_INPUT DATA_
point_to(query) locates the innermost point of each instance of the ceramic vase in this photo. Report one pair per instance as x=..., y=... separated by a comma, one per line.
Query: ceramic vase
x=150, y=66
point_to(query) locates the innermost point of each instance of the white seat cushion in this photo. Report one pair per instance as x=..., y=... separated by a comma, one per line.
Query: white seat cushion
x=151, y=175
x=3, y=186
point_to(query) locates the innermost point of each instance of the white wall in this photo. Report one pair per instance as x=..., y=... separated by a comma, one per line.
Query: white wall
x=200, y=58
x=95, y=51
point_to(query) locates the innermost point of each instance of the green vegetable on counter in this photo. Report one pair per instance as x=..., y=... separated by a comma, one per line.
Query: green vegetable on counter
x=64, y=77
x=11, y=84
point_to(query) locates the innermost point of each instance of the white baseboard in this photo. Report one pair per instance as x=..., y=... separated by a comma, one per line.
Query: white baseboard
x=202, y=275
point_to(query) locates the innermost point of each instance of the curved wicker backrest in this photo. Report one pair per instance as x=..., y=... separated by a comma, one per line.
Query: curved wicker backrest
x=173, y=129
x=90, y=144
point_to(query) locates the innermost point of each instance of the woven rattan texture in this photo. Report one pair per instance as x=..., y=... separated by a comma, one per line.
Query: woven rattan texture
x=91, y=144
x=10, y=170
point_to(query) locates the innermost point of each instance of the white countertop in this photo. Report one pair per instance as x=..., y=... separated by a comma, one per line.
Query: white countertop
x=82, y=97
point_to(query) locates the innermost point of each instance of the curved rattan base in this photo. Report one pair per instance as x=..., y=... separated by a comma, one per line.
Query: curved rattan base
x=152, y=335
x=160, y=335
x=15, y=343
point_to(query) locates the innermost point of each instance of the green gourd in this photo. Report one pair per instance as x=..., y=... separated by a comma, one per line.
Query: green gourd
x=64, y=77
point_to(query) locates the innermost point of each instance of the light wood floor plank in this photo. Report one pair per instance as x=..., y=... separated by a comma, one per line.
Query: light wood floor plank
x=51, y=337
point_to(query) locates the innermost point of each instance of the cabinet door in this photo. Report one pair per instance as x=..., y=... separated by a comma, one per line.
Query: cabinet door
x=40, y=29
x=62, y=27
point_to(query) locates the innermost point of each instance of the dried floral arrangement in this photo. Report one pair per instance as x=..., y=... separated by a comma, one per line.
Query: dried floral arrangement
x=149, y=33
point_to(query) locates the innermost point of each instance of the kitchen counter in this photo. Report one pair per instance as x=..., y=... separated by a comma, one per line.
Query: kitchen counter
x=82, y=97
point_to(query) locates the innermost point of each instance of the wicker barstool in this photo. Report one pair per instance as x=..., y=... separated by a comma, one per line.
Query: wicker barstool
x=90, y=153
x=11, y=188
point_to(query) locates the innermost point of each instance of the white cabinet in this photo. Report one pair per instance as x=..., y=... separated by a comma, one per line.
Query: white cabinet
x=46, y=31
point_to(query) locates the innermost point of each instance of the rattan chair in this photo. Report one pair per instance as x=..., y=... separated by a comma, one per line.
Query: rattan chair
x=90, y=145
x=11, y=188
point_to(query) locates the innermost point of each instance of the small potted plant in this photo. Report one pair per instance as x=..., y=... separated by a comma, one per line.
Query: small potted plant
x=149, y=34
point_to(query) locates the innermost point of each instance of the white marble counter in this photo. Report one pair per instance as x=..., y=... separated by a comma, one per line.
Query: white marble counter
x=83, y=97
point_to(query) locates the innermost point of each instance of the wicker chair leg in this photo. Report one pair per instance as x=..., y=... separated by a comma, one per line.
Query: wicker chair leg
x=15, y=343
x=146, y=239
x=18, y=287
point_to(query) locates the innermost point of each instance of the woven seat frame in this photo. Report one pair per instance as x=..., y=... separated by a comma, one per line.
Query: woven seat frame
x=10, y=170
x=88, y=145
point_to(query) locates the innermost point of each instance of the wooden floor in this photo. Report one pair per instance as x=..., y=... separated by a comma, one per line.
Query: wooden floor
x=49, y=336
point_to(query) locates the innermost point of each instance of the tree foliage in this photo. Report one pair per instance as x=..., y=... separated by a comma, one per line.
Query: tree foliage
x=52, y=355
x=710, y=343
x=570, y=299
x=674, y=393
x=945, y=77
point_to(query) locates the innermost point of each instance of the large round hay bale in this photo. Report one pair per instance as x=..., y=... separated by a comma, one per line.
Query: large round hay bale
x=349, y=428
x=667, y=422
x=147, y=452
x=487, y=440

_TRY IT_
Could you return exactly the stretch of the data above that starts at the line with "of the cabinet" and ends at the line with "of the dried", both lines included?

_WRITTEN ANSWER_
point_to(query) locates the innermost point of each instance of the cabinet door in this photo. Report one pair per instance as x=..., y=... separated by a comma, one per line.
Query: cabinet door
x=40, y=29
x=62, y=27
point_to(query) locates the innermost point of each instance of the dried floral arrangement in this photo. Report one pair per instance as x=..., y=... separated by a comma, one per line.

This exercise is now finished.